Return the records that follow, unchanged and complete.

#####

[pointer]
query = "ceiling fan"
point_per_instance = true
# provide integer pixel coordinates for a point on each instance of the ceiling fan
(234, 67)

#####

> [Written answer]
[pointer]
query = "ceiling fan"
point_per_instance = true
# provide integer pixel coordinates for a point on each instance of the ceiling fan
(234, 67)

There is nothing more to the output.